* What the task requires:
Please copy out the entries exactly, skipping any pictures.

* The input:
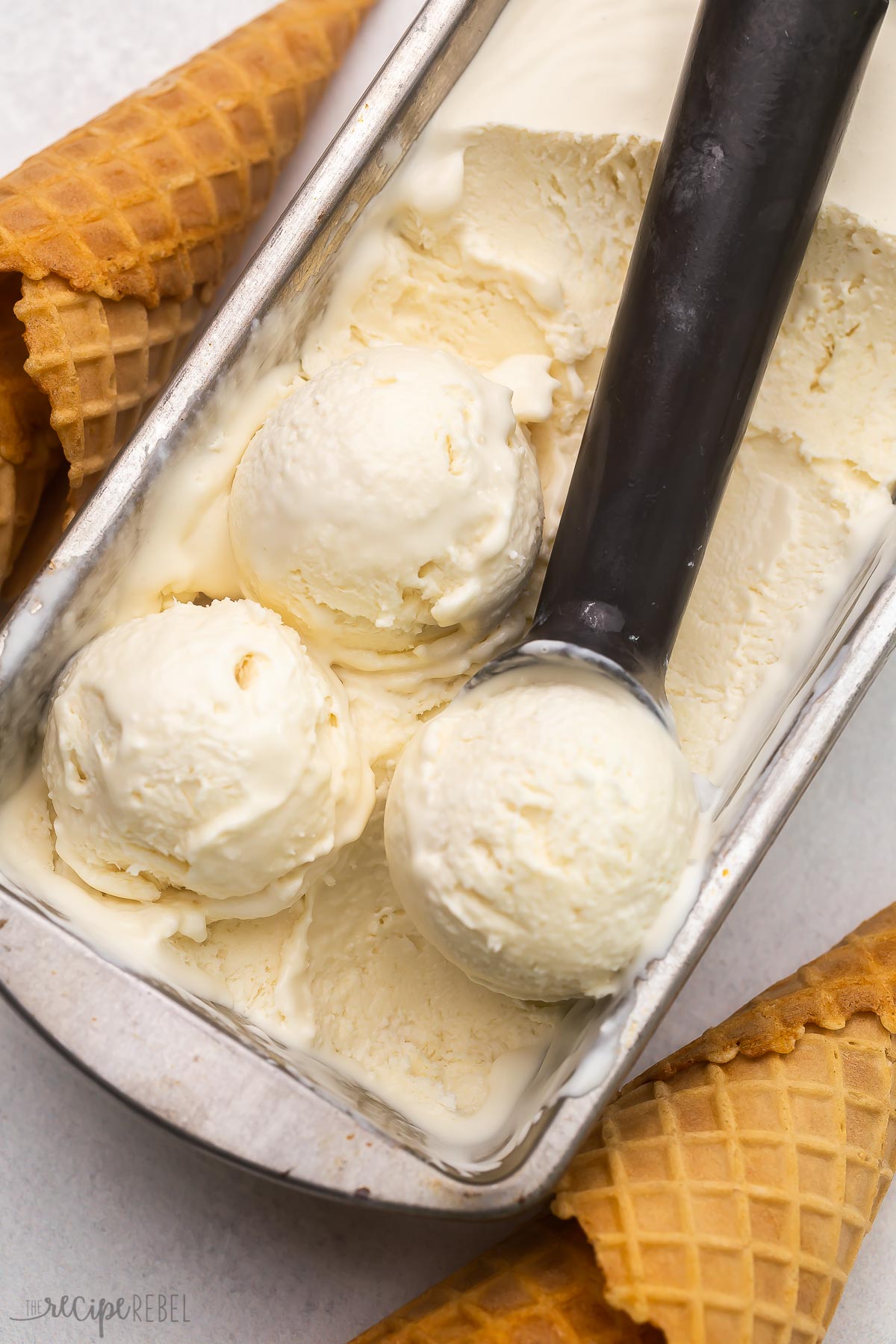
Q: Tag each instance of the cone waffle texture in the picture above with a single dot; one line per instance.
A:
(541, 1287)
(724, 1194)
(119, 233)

* Output below:
Q: Tag each instance of the cone waffle texture in the picture above with a single dot; one line per instance.
A:
(541, 1287)
(724, 1194)
(119, 233)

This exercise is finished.